◆ WORK REQUEST
The response should contain only those lines of the entries below that include the string "Target".

◆ RECORD EXTRACTS
++++++++++++++++++++

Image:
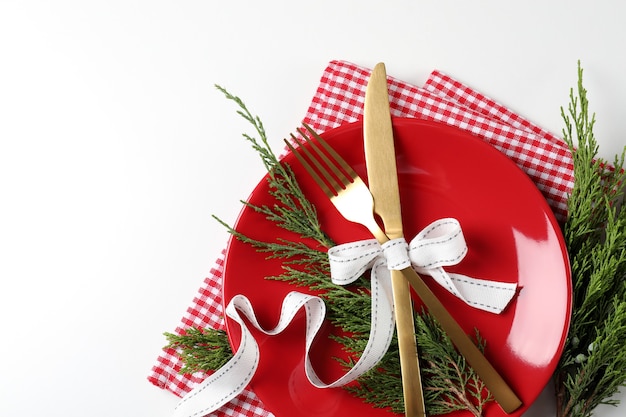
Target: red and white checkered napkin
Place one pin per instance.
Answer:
(339, 99)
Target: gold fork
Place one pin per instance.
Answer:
(349, 194)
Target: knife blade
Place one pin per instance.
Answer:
(387, 206)
(380, 160)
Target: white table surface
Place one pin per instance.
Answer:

++++++++++++++++++++

◆ ANSWER SPACE
Target: red and white checkered napkin
Target: gold fork
Target: knife blade
Target: white table surface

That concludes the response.